Please filter the listing below down to the lines that contain the word "tree", and copy each of those lines unchanged.

[Location identification entries]
++++++++
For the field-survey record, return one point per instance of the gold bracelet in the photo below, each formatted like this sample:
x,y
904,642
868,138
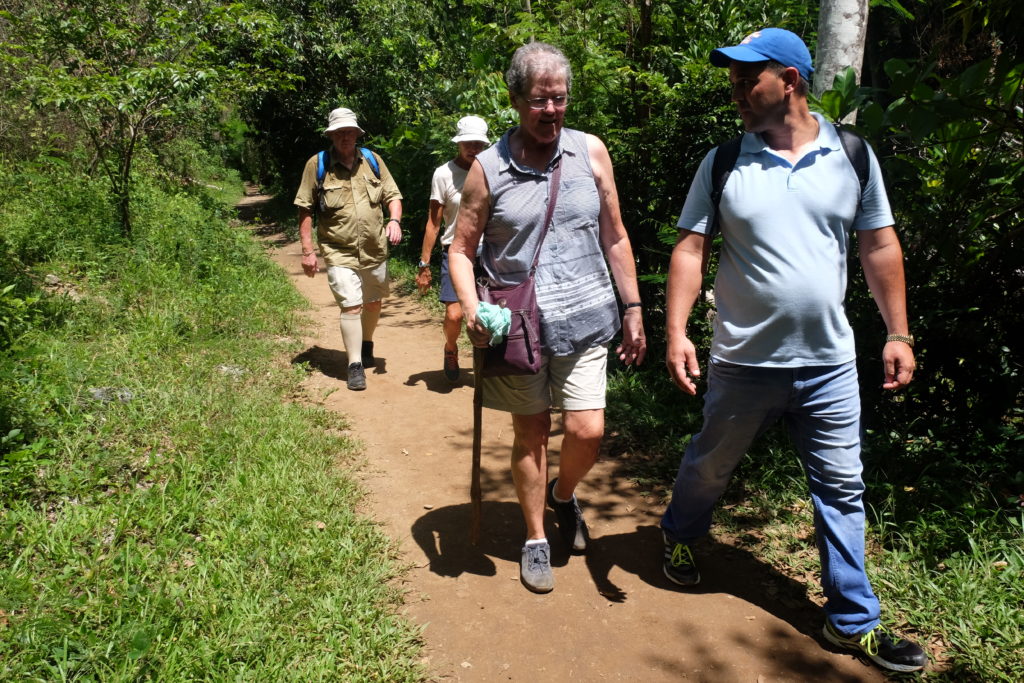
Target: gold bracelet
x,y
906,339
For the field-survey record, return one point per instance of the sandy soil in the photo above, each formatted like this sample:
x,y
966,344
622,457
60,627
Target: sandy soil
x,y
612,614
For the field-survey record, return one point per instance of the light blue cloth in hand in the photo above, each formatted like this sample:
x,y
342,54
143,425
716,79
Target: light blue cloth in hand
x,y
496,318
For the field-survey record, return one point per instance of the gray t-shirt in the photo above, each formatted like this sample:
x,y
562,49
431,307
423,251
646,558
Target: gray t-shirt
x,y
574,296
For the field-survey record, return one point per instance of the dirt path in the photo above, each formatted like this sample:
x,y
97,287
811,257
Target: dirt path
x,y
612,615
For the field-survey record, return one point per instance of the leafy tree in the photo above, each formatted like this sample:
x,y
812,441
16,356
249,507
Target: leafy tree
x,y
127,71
++++++++
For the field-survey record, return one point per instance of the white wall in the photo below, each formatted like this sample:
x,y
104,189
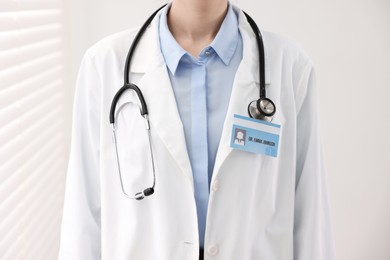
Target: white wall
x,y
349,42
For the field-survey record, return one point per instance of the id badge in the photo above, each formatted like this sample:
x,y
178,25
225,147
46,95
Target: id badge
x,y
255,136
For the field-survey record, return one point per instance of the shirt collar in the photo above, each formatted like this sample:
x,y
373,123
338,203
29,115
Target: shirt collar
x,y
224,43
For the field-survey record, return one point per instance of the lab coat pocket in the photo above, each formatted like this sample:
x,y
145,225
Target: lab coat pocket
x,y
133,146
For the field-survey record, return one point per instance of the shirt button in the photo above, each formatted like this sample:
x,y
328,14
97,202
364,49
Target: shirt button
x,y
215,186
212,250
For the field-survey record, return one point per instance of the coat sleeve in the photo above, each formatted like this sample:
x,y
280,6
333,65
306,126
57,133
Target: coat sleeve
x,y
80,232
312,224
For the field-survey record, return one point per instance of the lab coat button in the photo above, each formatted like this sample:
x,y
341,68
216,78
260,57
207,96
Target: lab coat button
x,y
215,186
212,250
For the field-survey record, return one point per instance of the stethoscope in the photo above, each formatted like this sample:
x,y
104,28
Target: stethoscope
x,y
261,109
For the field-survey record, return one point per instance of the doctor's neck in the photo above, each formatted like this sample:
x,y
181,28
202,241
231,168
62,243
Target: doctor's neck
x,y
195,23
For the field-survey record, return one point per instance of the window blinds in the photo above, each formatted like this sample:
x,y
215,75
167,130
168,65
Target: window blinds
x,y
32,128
++++++++
**Response**
For the field-survey record, return one point per instance of the leafy tree in the photo above, each formatted like this sample:
Target: leafy tree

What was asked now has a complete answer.